= Stated exercise =
Reproduce every line of the items below, requests included, with each pixel coordinate in the answers multiplied by 0.45 and rounded to the nearest whole number, halves rounding up. Leave the pictures out of your answer.

+ + + + + + +

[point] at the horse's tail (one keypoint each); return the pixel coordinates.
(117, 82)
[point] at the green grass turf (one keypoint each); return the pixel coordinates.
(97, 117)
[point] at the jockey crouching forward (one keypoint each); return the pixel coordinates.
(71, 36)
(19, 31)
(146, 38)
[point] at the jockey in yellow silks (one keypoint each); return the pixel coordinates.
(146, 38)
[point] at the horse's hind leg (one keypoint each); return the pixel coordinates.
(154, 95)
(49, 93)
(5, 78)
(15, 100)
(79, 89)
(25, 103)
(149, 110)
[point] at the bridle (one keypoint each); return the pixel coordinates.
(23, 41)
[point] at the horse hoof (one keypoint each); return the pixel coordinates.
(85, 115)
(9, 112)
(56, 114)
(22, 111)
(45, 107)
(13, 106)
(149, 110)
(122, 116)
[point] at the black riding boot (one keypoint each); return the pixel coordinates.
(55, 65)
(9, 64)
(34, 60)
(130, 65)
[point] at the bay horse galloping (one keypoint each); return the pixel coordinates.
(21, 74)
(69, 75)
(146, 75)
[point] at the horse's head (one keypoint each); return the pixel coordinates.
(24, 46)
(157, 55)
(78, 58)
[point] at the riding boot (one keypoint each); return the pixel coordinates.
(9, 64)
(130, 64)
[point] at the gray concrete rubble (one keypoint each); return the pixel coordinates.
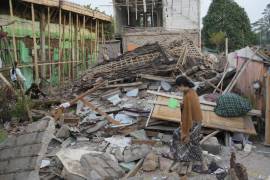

+ + + + + + +

= Task result =
[point] at the horse's tail (one keypoint each); return the pixel coordinates.
(53, 37)
[point] at the green grass turf (one keypoint each); return the pixel coordinates.
(44, 53)
[point] at the jockey crouching forward (one keypoint each); return the pixel coordinates.
(32, 16)
(9, 14)
(66, 17)
[point] at the jockey in yellow silks (one keypoint each); return the pixel coordinates.
(66, 17)
[point] at the horse's hind leg (one keypoint each); return the pixel coordinates.
(69, 43)
(22, 42)
(2, 35)
(7, 45)
(36, 40)
(11, 46)
(67, 50)
[point] at the bridle (one keypoint each); return the pixel coordinates.
(10, 18)
[point] at the horse hoof (one keypoint each); return the pixel coordinates.
(38, 52)
(4, 50)
(25, 51)
(10, 50)
(20, 48)
(6, 48)
(67, 50)
(55, 52)
[point] at the black riding boot (one keypoint each); return the pixel coordinates.
(25, 29)
(4, 29)
(15, 27)
(59, 29)
[point] at the bay horse galloping (one keypoint each); return the pixel coordinates.
(9, 33)
(31, 34)
(66, 34)
[point] at the horse's head (one keypoint each); return the pixel coordinates.
(11, 21)
(71, 25)
(35, 26)
[point] at the riding boot (one keypoint each); return the pixel coordinates.
(4, 29)
(59, 29)
[point] at the gray concrete rubble (one keypoint each); return the pixel coordinates.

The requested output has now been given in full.